SUPPLIED RECORDS ::

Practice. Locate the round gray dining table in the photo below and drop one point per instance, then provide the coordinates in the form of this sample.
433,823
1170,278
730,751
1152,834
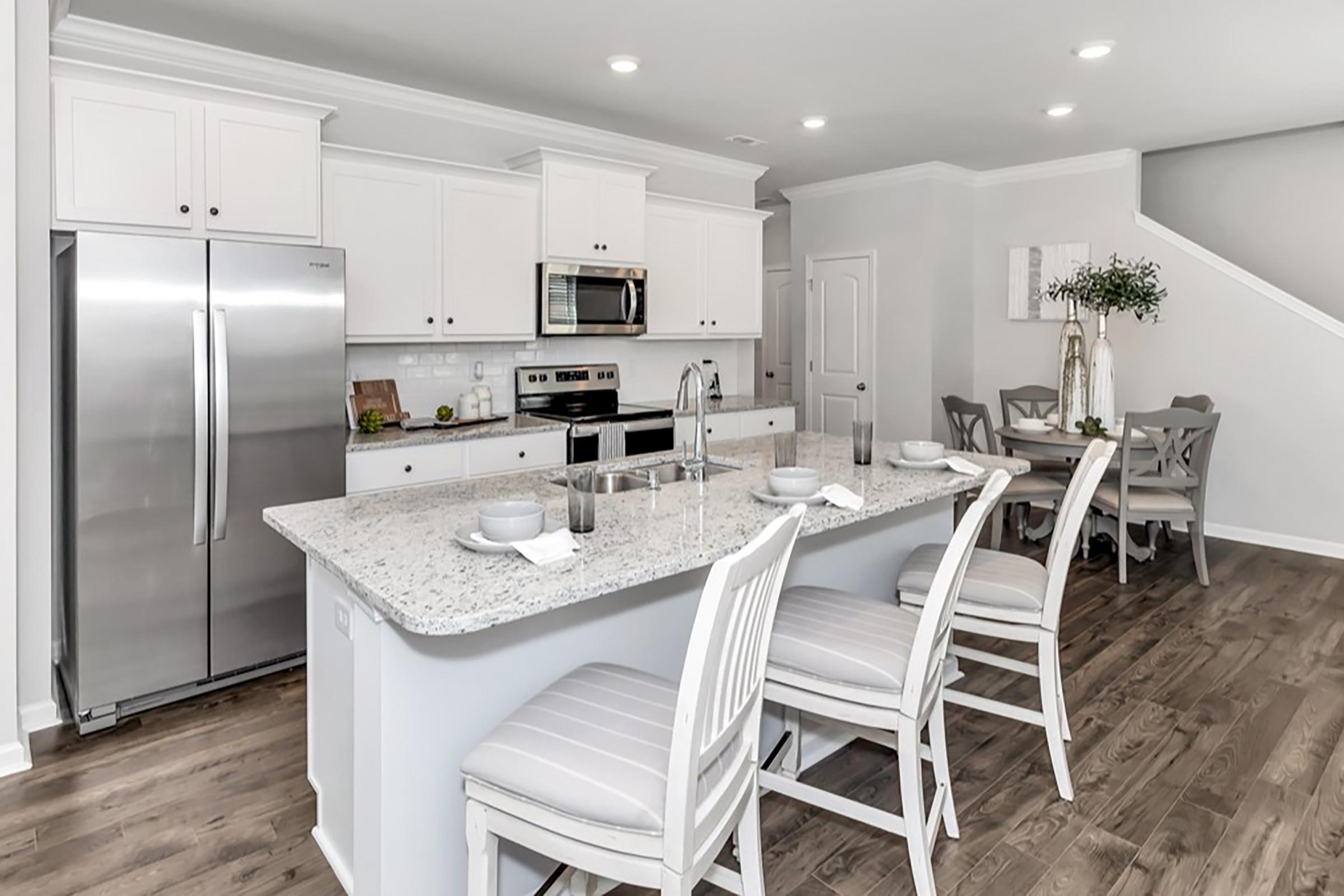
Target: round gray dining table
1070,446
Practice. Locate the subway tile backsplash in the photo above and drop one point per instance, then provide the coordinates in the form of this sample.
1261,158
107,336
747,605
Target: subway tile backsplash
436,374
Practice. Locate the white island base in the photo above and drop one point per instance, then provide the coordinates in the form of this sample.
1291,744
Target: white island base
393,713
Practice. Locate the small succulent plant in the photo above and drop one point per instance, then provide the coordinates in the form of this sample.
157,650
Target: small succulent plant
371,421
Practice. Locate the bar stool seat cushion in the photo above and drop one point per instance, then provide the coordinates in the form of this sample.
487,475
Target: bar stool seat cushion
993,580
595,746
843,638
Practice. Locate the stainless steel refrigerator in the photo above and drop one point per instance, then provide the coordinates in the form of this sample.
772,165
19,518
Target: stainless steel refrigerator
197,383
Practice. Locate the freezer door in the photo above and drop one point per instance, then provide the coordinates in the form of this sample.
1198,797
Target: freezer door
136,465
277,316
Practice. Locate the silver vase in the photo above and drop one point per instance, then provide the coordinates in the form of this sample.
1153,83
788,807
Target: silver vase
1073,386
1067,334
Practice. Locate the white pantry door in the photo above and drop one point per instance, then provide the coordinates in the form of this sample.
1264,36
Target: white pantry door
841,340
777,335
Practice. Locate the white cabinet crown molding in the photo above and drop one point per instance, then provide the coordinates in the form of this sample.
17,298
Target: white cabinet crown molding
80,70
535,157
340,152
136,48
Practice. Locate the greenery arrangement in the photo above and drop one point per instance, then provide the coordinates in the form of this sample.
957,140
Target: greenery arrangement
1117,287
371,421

==

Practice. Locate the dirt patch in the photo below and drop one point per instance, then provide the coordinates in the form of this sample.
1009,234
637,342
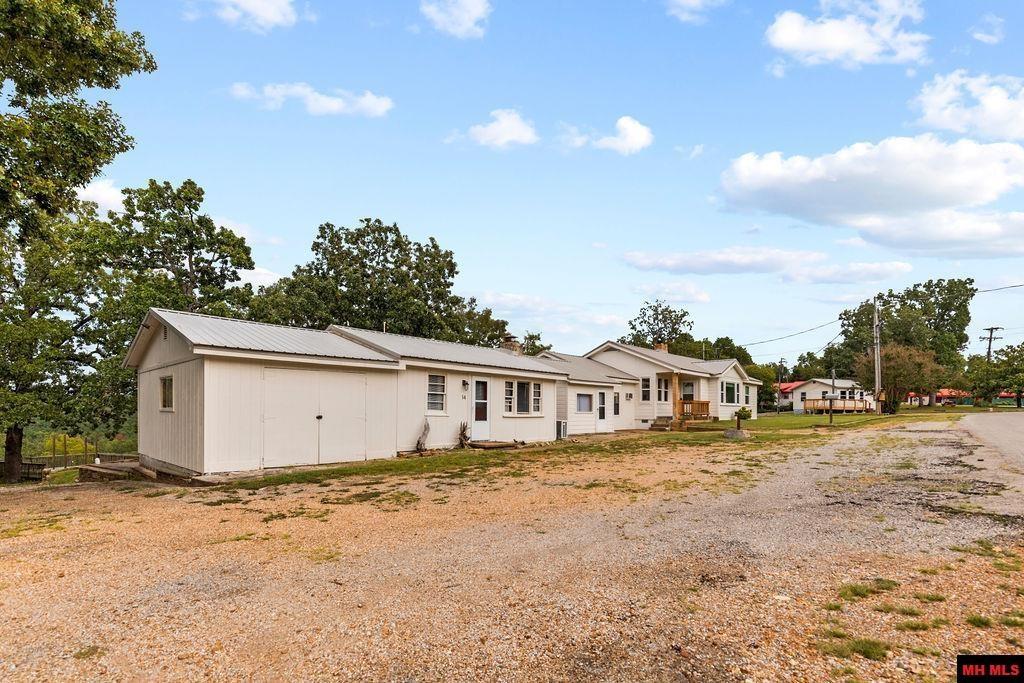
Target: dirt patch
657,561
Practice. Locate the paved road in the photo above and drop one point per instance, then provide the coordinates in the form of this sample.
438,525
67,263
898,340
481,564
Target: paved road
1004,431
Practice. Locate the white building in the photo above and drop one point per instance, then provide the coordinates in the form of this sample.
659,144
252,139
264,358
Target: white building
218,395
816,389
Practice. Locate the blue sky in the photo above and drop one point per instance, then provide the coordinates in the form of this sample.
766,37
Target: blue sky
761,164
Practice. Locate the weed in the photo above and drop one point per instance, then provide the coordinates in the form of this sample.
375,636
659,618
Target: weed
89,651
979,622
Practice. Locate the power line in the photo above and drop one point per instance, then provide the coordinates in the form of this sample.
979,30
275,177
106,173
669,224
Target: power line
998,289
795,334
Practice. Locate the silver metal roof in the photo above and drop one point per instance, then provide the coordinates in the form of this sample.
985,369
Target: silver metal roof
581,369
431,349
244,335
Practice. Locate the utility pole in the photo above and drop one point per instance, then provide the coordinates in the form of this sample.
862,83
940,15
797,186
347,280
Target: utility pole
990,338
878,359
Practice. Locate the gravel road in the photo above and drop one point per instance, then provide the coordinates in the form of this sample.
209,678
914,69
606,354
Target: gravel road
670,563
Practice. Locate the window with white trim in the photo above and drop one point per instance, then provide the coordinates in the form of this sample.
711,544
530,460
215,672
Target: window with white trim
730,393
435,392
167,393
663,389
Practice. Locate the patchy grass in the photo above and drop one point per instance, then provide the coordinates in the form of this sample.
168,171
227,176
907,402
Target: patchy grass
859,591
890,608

SET PROBLEM :: How many lines in the rows above contain the string "silver"? Case counts. Reply with the number only.

WORKED ANSWER :: 4